■ **Provided data**:
==========

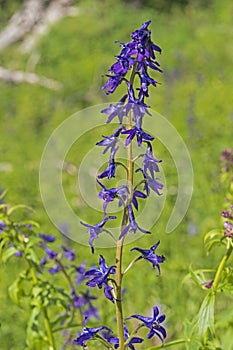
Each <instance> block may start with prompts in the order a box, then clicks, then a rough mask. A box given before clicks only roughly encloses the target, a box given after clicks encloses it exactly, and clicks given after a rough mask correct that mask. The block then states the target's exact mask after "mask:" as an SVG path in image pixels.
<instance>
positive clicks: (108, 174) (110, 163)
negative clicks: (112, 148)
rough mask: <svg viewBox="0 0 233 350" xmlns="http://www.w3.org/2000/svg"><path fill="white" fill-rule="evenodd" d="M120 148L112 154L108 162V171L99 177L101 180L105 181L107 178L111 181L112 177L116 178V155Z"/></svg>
mask: <svg viewBox="0 0 233 350" xmlns="http://www.w3.org/2000/svg"><path fill="white" fill-rule="evenodd" d="M118 148H119V147H116V148H113V149H112V150H111V153H110V159H109V162H108V167H107V169H106V170H104V171H103V172H102V173H101V174H100V175H99V176H98V178H99V179H103V178H104V177H107V178H108V179H111V178H112V177H115V172H116V163H115V154H116V152H117V150H118Z"/></svg>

==========

■ **Work required**: Please quote nothing but the lines from the line with "positive clicks: (108, 174) (110, 163)" through the end of the data above, exactly as written, ends included.

■ **Response to this exercise**:
positive clicks: (108, 174) (110, 163)
negative clicks: (112, 148)
rough mask: <svg viewBox="0 0 233 350" xmlns="http://www.w3.org/2000/svg"><path fill="white" fill-rule="evenodd" d="M120 148L112 154L108 162V171L99 177L101 180L105 181L107 178L111 181L112 177L116 178V155Z"/></svg>
mask: <svg viewBox="0 0 233 350" xmlns="http://www.w3.org/2000/svg"><path fill="white" fill-rule="evenodd" d="M118 148H119V147H116V148H113V149H112V150H111V153H110V159H109V162H108V167H107V169H106V170H104V171H103V172H102V173H101V174H100V175H99V176H98V178H99V179H103V178H104V177H107V178H108V179H111V178H112V177H115V172H116V163H115V154H116V152H117V150H118Z"/></svg>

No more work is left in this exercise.